[TASK STATEMENT]
Retype exactly the lines that run from the line with "[point] every instance of the red cap" to the final line of the entries, keeping both ends and nothing else.

[Pointing dataset records]
************

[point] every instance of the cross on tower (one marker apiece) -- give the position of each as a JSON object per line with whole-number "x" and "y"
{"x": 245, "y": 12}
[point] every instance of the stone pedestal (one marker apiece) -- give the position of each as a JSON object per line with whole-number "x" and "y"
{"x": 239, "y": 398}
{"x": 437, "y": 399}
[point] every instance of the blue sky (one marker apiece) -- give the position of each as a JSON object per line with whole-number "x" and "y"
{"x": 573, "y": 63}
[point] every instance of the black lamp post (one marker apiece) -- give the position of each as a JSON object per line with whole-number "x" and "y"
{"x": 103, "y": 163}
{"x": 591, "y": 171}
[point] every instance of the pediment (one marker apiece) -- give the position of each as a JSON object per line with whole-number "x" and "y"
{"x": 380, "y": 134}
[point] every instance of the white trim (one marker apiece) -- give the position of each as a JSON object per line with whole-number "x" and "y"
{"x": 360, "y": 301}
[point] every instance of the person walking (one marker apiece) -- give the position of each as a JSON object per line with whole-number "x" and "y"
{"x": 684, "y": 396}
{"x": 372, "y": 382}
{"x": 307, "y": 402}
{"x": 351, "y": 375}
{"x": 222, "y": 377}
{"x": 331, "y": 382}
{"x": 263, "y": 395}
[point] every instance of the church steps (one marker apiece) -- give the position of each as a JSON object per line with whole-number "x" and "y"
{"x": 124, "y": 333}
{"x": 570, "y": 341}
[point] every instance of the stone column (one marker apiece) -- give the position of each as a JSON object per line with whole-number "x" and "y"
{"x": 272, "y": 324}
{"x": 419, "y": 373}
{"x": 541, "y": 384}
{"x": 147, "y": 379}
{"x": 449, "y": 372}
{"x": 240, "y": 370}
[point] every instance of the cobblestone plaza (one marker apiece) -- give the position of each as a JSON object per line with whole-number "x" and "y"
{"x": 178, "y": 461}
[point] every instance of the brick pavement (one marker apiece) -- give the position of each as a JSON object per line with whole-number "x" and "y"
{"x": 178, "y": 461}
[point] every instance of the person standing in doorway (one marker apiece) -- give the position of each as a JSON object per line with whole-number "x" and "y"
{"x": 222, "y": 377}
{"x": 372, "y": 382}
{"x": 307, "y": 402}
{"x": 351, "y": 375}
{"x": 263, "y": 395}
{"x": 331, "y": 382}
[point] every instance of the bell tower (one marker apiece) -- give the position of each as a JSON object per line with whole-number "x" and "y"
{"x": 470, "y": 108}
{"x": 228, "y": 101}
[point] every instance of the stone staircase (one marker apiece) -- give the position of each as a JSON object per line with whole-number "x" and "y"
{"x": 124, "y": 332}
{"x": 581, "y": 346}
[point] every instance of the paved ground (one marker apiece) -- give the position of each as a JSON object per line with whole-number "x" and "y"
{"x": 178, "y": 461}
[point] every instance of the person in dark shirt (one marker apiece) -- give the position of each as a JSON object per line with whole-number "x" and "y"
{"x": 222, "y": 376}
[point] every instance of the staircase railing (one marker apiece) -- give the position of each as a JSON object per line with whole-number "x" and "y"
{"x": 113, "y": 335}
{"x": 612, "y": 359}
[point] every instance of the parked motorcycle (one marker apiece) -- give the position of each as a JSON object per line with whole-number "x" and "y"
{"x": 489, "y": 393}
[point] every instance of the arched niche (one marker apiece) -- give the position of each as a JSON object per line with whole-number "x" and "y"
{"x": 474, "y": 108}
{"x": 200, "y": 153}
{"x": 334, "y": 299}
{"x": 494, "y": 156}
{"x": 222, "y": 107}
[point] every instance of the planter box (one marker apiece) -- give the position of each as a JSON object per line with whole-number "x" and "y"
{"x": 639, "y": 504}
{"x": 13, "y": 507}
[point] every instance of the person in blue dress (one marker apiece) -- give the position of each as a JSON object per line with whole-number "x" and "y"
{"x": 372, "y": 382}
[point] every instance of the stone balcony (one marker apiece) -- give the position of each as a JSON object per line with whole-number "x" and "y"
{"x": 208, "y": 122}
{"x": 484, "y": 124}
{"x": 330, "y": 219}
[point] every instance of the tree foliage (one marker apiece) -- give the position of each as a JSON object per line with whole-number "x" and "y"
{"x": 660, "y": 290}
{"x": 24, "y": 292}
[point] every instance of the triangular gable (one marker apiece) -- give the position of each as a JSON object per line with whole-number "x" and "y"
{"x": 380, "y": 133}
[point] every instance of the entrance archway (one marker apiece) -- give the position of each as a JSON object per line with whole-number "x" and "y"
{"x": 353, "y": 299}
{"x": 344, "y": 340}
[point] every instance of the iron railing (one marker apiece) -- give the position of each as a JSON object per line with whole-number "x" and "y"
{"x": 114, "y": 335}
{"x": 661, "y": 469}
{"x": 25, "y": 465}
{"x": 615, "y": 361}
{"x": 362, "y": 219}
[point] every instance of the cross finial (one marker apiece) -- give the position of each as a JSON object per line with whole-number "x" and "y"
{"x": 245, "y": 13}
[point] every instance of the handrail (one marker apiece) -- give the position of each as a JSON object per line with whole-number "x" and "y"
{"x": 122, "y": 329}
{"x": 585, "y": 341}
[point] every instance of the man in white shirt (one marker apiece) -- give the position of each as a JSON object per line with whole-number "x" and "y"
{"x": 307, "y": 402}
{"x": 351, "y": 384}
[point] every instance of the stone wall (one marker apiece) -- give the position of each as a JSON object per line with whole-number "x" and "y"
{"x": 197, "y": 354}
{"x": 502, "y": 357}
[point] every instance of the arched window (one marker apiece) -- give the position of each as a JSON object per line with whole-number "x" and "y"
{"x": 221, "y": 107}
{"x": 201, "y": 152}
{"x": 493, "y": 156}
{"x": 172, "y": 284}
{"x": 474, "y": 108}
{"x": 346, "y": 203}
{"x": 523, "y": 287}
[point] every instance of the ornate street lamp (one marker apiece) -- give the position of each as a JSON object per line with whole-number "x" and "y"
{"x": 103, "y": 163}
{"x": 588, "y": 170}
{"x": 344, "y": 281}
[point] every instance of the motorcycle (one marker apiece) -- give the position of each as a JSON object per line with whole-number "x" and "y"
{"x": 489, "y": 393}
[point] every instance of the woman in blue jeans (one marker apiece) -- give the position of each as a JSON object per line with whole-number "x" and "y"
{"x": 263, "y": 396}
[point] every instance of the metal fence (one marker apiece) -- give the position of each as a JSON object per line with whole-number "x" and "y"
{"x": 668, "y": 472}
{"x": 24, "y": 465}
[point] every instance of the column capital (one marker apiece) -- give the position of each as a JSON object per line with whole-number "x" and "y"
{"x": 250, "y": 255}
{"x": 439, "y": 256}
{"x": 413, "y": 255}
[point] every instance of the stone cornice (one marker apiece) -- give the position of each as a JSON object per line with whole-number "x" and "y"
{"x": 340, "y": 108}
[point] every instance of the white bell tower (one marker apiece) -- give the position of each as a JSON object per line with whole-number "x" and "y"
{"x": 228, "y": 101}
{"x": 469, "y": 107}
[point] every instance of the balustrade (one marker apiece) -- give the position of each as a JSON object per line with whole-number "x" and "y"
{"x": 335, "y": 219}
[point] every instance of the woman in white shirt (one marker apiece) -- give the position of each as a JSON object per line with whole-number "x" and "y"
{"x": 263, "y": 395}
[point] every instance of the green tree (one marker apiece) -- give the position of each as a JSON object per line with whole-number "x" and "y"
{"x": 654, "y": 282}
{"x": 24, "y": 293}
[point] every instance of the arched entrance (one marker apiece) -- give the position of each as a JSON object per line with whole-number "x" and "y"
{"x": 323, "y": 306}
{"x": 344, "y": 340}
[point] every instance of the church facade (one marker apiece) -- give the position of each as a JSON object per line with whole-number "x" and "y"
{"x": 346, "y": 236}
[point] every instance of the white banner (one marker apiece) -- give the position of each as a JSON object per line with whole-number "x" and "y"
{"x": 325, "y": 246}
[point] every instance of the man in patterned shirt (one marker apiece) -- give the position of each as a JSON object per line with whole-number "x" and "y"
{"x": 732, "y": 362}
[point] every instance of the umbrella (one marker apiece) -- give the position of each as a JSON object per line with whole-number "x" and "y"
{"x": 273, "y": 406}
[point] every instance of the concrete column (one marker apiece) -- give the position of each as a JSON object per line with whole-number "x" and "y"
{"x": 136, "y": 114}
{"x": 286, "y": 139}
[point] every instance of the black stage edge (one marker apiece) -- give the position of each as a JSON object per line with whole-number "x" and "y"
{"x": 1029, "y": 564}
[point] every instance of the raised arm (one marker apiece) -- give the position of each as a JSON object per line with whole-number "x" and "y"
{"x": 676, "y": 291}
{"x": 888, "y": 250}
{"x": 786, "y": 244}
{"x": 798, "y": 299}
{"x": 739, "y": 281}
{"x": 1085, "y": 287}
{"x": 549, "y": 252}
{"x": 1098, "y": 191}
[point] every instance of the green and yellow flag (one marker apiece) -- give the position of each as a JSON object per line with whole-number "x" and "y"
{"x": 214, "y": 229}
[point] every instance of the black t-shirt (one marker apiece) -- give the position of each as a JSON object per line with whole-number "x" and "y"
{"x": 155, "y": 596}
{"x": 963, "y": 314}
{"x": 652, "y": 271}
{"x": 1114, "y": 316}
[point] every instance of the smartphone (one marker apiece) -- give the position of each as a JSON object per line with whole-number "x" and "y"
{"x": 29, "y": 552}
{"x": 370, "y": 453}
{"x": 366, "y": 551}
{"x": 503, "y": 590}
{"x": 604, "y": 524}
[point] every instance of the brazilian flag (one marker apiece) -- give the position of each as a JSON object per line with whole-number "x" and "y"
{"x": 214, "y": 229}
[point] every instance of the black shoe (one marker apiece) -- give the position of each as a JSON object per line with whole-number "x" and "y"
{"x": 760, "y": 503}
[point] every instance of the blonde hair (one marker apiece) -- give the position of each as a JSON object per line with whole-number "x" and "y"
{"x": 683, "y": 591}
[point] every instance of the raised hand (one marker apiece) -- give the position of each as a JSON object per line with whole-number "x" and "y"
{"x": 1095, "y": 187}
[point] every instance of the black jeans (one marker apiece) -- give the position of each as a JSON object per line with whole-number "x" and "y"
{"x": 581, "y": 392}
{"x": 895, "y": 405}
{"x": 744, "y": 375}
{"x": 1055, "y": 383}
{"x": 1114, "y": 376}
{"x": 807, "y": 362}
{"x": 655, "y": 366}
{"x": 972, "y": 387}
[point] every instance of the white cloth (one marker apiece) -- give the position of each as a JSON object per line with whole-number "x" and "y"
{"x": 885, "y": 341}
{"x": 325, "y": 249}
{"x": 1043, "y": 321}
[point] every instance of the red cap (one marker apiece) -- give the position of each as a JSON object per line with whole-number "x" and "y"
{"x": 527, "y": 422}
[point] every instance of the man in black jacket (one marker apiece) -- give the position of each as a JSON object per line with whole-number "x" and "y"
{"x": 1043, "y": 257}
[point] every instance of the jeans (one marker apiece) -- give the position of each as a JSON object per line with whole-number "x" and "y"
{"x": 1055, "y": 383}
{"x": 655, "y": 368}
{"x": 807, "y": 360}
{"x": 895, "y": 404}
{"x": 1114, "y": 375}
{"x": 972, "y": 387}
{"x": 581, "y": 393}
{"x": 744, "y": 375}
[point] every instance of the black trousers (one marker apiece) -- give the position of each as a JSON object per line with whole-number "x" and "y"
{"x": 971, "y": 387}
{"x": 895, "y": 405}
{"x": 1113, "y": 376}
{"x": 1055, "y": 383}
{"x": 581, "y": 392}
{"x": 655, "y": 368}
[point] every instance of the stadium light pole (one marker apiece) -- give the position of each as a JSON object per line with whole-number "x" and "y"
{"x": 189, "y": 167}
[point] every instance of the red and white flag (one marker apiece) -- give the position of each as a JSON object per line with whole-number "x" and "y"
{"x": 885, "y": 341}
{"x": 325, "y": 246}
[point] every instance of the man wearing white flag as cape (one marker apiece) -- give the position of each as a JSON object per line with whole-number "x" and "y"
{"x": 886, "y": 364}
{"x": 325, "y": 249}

************

[TASK RESULT]
[point] every instance of the red cap (one marker apiece) -- give the position of each as a JSON object per line with whole-number "x" and "y"
{"x": 527, "y": 422}
[point] every instance of the man in black jacket (one marker apiece) -- give the position of each as a JSON object per line with whole-number "x" and "y"
{"x": 1043, "y": 257}
[point] every instance of the jeans (one marker apiece) -- give the position of each as a JSON object per line with whole-number "x" and "y"
{"x": 1055, "y": 383}
{"x": 655, "y": 368}
{"x": 807, "y": 360}
{"x": 895, "y": 404}
{"x": 1114, "y": 375}
{"x": 972, "y": 387}
{"x": 581, "y": 393}
{"x": 744, "y": 375}
[point] every instance of the black trousers (one marker apiece) -- give the position of each as a JSON object per line with whole-number "x" and "y"
{"x": 971, "y": 387}
{"x": 895, "y": 405}
{"x": 1113, "y": 376}
{"x": 1055, "y": 383}
{"x": 581, "y": 392}
{"x": 655, "y": 368}
[point] every instance of the stadium light pole (one marker apiece) -- give the position of each as a JSON object per line with whole-number "x" and "y"
{"x": 189, "y": 167}
[point] every instance of the red and white flag (one marker apiece) -- give the position of each as a JSON object per line with whole-number "x" and "y"
{"x": 885, "y": 341}
{"x": 325, "y": 246}
[point] every instance of the man wearing white flag as cape (one marker apiece) -- give the position of each as a JSON object per line with whole-number "x" and "y"
{"x": 886, "y": 364}
{"x": 325, "y": 249}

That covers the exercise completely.